▸ **Extrait**
C’est une justice éminemment politique, faite de compromis, de pressions, de menaces et de zones aveugles. Comme tout le droit international, finalement. Mais ce n’est pas une raison pour l’abandonner.

Luc Côté était criminaliste depuis 10 ans quand il a pris un virage de carrière radical : il a accepté de participer à une enquête sur des « violations des droits de l’homme » au Rwanda. Il n’était pas encore question d’un tribunal. Il a été parmi les premiers à aller interroger des témoins sur le génocide de 800 000 Tutsis dans ce petit pays d’Afrique centrale, deux mois après la fin des massacres.

« C’est assez facile de comprendre comment ça s’est passé ; mais on ne peut jamais vraiment comprendre comment quelqu’un décide d’aller tuer son voisin avec qui il va à l’église, avec qui il vit en paix depuis toujours parce que la propagande l’a rendu dangereux. »

▸ **Objectif**
Rédigez la suite de l'extrait ci-dessus sur la justice internationale et le génocide au Rwanda, en reprenant juste après sa dernière phrase.

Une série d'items
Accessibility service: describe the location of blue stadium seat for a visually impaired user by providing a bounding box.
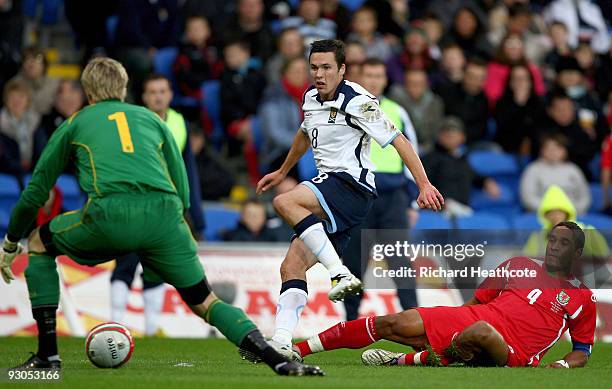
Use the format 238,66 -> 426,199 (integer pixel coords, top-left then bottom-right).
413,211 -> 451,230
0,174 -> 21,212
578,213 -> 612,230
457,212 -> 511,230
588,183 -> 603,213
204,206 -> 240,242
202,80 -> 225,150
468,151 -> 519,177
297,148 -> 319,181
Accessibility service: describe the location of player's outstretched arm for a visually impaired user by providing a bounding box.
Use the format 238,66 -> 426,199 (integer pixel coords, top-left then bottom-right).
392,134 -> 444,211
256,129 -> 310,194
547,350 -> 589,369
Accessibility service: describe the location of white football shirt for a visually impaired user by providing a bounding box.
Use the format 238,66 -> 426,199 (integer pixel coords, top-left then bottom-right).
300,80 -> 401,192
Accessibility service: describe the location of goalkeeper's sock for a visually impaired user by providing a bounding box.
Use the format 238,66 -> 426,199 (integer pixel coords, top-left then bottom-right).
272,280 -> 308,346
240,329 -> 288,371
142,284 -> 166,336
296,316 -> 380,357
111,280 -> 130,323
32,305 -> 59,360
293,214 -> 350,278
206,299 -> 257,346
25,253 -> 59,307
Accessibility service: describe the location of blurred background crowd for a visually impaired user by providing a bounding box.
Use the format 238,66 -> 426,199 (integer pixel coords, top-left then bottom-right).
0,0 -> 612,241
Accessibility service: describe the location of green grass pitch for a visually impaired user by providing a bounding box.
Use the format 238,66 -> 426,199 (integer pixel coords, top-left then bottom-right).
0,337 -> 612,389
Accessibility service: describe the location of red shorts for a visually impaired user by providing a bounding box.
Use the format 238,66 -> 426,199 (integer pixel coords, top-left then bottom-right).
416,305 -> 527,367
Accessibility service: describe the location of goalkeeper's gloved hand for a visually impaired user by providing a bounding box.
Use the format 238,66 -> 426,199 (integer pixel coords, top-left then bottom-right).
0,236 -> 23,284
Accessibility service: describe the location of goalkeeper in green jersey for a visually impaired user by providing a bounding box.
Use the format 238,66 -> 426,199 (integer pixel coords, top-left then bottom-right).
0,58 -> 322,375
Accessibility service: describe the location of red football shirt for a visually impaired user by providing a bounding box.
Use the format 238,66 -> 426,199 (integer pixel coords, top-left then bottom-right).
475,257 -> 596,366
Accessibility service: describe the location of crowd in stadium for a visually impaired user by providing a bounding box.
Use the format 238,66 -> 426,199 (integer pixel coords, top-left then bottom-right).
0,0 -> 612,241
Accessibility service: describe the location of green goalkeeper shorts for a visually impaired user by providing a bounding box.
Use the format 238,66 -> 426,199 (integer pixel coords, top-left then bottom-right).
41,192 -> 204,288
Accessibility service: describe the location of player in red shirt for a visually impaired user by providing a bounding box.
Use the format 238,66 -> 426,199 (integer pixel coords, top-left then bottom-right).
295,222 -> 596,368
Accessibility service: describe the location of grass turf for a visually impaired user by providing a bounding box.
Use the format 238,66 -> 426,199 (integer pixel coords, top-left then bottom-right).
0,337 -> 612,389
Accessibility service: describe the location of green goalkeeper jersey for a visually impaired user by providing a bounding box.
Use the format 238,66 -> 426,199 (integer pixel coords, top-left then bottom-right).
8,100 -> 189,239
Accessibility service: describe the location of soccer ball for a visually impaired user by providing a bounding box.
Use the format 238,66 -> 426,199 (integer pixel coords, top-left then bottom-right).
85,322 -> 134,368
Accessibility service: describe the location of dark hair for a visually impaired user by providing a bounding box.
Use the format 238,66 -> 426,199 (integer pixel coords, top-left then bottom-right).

▸ **Réponse attendue**
Enquêter sur des crimes d’une telle magnitude n’est pas si différent d’une enquête criminelle ordinaire. Il faut rencontrer des témoins. Recueillir les témoignages. Vérifier.

« Exhumer les corps de fosses communes ?

– Ça dépend. Il y en avait plus de 2000 au Rwanda. Certains ont le syndrome CSI et pensent qu’il faut un anthropologue judiciaire pour chaque mort. L’essentiel, c’est les témoignages. Les corps qu’on voyait encore, momifiés dans des églises ou au bord des routes deux mois plus tard, portaient des marques de machettes. Ça corroborait les récits. »

Là où les choses se sont compliquées, c’est quand il a été question d’enquêter sur les crimes du nouveau gouvernement du Front patriotique rwandais (FPR). Parce que si le génocide était contre les Tutsis, des Hutus ont aussi été massacrés, notamment dans les camps de déplacés.

« J’ai eu des engueulades avec l’ambassadeur des États-Unis, qui disait qu’on n’avait pas de preuves. J’ai vu passer les camions des victimes ! Je ne parle pas de centaines, je parle de milliers de victimes. »

Mais c’est le FPR qui contrôlait le pays meurtri. Et enquêter sur les exactions du FPR, ça voulait dire se faire expulser, ça voulait dire arrêter d’enquêter sur le génocide.

« Tous les pays se sentaient coupables de ce qui s’était passé. » Alors il a fallu laisser ces bouts de l’enquête.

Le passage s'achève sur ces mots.